### ASSIGNED TASK:
Exclude the pictures and retype the entries as written.

Image-grounded pointing data:
=== Section Start ===

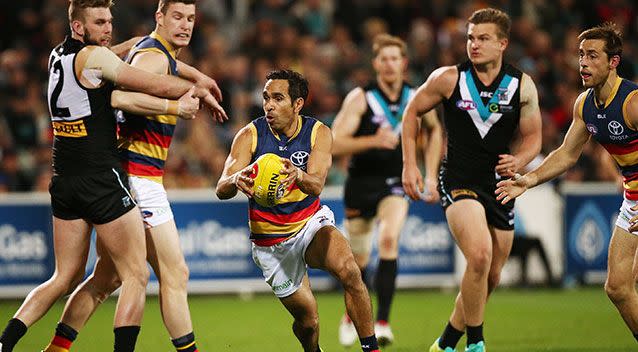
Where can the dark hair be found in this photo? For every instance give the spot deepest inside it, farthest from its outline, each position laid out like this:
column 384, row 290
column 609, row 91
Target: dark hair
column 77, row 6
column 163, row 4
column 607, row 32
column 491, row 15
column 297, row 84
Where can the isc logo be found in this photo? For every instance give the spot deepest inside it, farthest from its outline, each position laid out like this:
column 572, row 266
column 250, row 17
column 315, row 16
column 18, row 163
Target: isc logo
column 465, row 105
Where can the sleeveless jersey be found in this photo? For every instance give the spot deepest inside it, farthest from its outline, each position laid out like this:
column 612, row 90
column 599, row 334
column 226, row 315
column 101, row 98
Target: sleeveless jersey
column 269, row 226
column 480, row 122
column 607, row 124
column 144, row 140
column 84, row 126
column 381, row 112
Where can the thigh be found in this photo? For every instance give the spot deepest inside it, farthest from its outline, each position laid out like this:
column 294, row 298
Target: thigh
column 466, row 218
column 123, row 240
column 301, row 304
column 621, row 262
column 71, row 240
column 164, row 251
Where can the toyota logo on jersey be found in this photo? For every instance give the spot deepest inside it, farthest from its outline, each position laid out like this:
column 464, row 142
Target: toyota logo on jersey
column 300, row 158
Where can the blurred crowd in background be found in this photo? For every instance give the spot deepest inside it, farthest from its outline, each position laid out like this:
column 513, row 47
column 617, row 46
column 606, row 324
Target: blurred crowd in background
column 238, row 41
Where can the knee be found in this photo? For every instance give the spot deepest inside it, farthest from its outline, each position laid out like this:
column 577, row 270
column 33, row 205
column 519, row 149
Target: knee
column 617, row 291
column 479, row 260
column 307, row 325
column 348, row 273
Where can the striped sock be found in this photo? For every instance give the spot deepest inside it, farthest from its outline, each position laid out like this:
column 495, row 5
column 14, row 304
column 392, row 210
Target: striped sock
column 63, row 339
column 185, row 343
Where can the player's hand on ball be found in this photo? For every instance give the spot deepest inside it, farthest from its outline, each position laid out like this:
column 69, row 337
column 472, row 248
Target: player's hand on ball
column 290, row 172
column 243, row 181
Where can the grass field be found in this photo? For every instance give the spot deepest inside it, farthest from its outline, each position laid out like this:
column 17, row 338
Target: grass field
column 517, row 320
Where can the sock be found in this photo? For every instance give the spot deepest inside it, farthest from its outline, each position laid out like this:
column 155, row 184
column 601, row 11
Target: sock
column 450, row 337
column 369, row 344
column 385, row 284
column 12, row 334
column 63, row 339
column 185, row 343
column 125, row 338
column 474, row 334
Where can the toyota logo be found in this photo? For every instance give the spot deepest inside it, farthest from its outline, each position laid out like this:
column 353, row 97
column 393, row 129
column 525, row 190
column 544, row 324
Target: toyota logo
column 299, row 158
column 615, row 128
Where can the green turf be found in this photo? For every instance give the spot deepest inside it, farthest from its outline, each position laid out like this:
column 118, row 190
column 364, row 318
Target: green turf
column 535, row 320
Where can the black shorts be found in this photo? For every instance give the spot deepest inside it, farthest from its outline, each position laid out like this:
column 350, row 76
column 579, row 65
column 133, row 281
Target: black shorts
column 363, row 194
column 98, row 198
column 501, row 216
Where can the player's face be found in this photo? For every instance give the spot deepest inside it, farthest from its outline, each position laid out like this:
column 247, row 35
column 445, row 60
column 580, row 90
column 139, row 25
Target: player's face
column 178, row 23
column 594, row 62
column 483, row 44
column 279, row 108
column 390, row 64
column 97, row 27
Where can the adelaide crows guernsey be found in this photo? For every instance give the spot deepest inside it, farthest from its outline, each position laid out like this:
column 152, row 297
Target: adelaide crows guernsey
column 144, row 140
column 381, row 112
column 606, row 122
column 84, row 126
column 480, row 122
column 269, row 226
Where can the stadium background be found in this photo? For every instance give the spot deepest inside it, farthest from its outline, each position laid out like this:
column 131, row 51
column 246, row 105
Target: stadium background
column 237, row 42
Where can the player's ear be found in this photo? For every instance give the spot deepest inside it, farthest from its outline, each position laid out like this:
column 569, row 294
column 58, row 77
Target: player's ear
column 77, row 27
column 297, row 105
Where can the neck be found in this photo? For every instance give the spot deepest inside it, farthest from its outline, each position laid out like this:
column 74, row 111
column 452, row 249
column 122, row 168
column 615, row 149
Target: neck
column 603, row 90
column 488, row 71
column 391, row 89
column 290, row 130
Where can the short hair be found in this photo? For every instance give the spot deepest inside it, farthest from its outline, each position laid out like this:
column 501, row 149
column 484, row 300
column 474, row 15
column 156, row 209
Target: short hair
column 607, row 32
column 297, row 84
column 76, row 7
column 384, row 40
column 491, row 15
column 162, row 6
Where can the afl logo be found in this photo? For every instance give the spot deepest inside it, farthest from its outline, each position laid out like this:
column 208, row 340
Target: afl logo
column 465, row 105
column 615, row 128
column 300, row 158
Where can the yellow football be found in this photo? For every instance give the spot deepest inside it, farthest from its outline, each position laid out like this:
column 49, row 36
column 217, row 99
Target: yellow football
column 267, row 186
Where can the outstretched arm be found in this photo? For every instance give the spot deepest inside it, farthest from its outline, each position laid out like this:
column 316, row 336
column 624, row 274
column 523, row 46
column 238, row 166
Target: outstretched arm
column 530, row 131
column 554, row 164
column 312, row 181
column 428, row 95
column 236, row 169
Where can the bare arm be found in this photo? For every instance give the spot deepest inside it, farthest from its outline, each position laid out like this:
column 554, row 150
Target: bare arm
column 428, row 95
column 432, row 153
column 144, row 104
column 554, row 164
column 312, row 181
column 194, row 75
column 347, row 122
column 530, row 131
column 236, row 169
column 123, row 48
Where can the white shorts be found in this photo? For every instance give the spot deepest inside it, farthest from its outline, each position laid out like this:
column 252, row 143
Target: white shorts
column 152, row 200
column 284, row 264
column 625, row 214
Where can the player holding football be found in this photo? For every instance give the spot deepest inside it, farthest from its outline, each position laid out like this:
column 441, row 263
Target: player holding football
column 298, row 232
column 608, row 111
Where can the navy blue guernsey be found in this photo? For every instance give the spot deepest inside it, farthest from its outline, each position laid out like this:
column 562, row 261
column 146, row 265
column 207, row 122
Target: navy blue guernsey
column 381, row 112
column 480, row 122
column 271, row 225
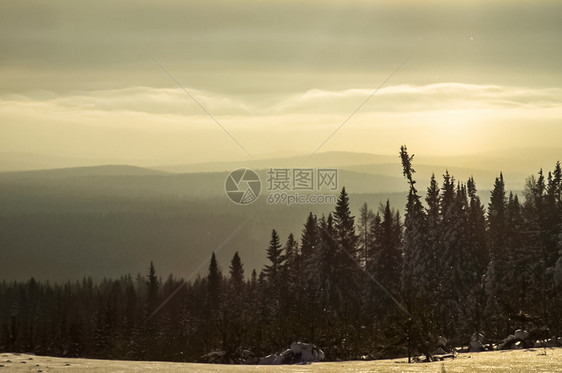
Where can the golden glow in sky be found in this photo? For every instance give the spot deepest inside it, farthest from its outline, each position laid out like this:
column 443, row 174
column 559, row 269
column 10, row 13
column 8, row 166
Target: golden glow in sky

=== Section End ===

### WRITTEN RESPONSE:
Where can the dark hair be found in this photo? For every instance give the spot deepest inside it, farthest from its outline, each position laid out like this:
column 384, row 290
column 609, row 91
Target: dark hair
column 77, row 6
column 163, row 4
column 607, row 32
column 491, row 15
column 297, row 84
Where can the isc logo be found in this photo? For every instance give the spot deepest inside it, farthest from its outline, each position laid out like this:
column 572, row 266
column 250, row 17
column 315, row 16
column 18, row 163
Target: isc logo
column 465, row 105
Where can the sleeveless jersey be found in this photo? For every instance give the spot deepest inside it, farthest from its outline, each position laid out like this:
column 612, row 90
column 599, row 334
column 226, row 315
column 101, row 98
Target: sleeveless jersey
column 269, row 226
column 480, row 122
column 607, row 124
column 144, row 140
column 84, row 126
column 381, row 112
Where can the thigh be found in this photo? For every instance give the spot deepest inside it, farthest from its outline, each position laid out like this:
column 294, row 298
Target: thigh
column 466, row 218
column 123, row 240
column 301, row 304
column 621, row 262
column 71, row 240
column 164, row 251
Where can the toyota logo on jersey be found in this photo? For every instance give the spot deepest inside it, farthest from its outline, each position laid out like this:
column 464, row 142
Target: toyota logo on jersey
column 300, row 158
Where can the blurred crowd in background be found in this photo? For every instance give the spot deepest inside it, farthest from its outline, each position laid out like this:
column 513, row 47
column 617, row 46
column 606, row 324
Target: blurred crowd in background
column 238, row 41
Where can the knee be found in this photo? For every instance give the spot deepest inside it, farthest from its outline, each position laid out like this:
column 577, row 270
column 33, row 205
column 519, row 149
Target: knee
column 617, row 291
column 479, row 260
column 307, row 325
column 348, row 273
Where can the striped sock be found in this photo? For every instance give the spot deepest inside it, farthest from its outline, each position laid out like this:
column 495, row 5
column 14, row 304
column 392, row 210
Target: striped sock
column 63, row 339
column 185, row 343
Where can the player's hand on ball be found in this photo? For every instance give the spot deepest inside it, farthest from its outline, each position laid out like this:
column 69, row 337
column 472, row 248
Target: player's hand on ball
column 290, row 172
column 243, row 181
Where can the grass field be found in this photo? For every instance give the spot deepest inside it, farthest from its outline, each position laid out like this:
column 17, row 338
Target: grass field
column 517, row 320
Where can the sock be found in this photo? For every instance give the spot deepest inside it, farthest from its outline, each position laid out like this:
column 155, row 184
column 601, row 11
Target: sock
column 450, row 337
column 369, row 344
column 385, row 284
column 12, row 334
column 63, row 339
column 185, row 343
column 125, row 338
column 474, row 334
Where can the toyota logo be found in this photo? For every instance give the spot deepest inside it, farthest from its outline, each position laid out like this:
column 353, row 97
column 393, row 129
column 525, row 190
column 544, row 324
Target: toyota logo
column 299, row 158
column 615, row 128
Where can the green turf be found in this photo? For every instance give the spot deepest inside it, farthest from its outline, each position laid out like this:
column 118, row 190
column 364, row 318
Target: green turf
column 535, row 320
Where can the black shorts be found in this photo? For every instance give the spot deepest inside it, farthest from its outline, each position laid out like this:
column 350, row 76
column 579, row 65
column 133, row 281
Target: black shorts
column 363, row 194
column 98, row 198
column 501, row 216
Where can the player's face be found in this photo? For every instance give the spot deepest inside it, farthest from its outline, each position laid out like this:
column 247, row 35
column 445, row 60
column 580, row 90
column 139, row 25
Target: player's face
column 178, row 23
column 594, row 62
column 483, row 44
column 279, row 108
column 390, row 64
column 97, row 27
Where can the adelaide crows guernsey be found in this photo? For every instance give the spot deepest inside it, farthest from its outline, each position laid out like this:
column 152, row 297
Target: adelaide crows guernsey
column 144, row 140
column 381, row 112
column 606, row 122
column 84, row 126
column 480, row 122
column 269, row 226
Where can the stadium background be found in this photo? For every instance give the spot deepest inside it, farthest from its outline, each position laid out like this:
column 131, row 51
column 246, row 105
Target: stadium background
column 237, row 42
Where can the player's ear be found in this photo? For every instance give the spot deepest inside it, farthest from its outline, each position laid out like this:
column 569, row 294
column 58, row 77
Target: player's ear
column 77, row 27
column 297, row 105
Where can the neck be found in this photo? For every instance give the spot deepest inside it, farthest from its outline, each position laid out like this:
column 74, row 111
column 452, row 249
column 122, row 168
column 615, row 149
Target: neck
column 603, row 90
column 488, row 71
column 391, row 89
column 290, row 130
Where can the short hair be found in this photo? For every instance give the spot deepest inside it, farthest from its outline, each position laid out like this:
column 501, row 149
column 484, row 300
column 474, row 15
column 156, row 209
Target: short hair
column 607, row 32
column 297, row 84
column 76, row 7
column 384, row 40
column 491, row 15
column 162, row 6
Where can the afl logo be found in this photo? For every instance give the spot deepest inside it, farthest from its outline, each position laid out like this:
column 208, row 340
Target: afl logo
column 465, row 105
column 615, row 128
column 300, row 158
Where can the yellow football be found in this photo? For every instance give the spot deepest inside it, farthest from its outline, each position laid out like this:
column 49, row 36
column 217, row 99
Target: yellow football
column 267, row 186
Where can the outstretched arm be found in this photo? For every instance give the spot deepest inside it, farthest from its outline, each position laid out like this:
column 316, row 336
column 624, row 274
column 523, row 46
column 238, row 166
Target: outstretched arm
column 530, row 131
column 554, row 164
column 312, row 181
column 428, row 95
column 236, row 169
Where can the bare arm be found in this photo? For every instance give the spot deepest inside it, farthest from its outline, each position laid out like this:
column 554, row 150
Target: bare arm
column 428, row 95
column 432, row 153
column 144, row 104
column 554, row 164
column 312, row 181
column 194, row 75
column 347, row 122
column 530, row 131
column 236, row 169
column 123, row 48
Where can the white shorts be found in this photo? For every instance give the spot deepest inside it, farthest from its outline, each position laid out like this:
column 252, row 143
Target: white shorts
column 152, row 200
column 284, row 264
column 625, row 214
Where can the player holding football be found in this photo? For every instance give the spot deepest inside it, farthest from its outline, each position laid out like this:
column 441, row 263
Target: player holding football
column 298, row 232
column 608, row 111
Where can the navy blue guernsey be found in this photo? For every instance give the spot deepest inside it, farthest from its outline, each position laid out like this:
column 562, row 261
column 146, row 265
column 207, row 122
Target: navy blue guernsey
column 381, row 112
column 480, row 122
column 271, row 225
Where can the golden glow in sky be found in this photo? For every instance give the spot deepest inside it, farthest from its outline, each position laid out like this:
column 443, row 174
column 559, row 269
column 10, row 13
column 8, row 166
Target: golden glow in sky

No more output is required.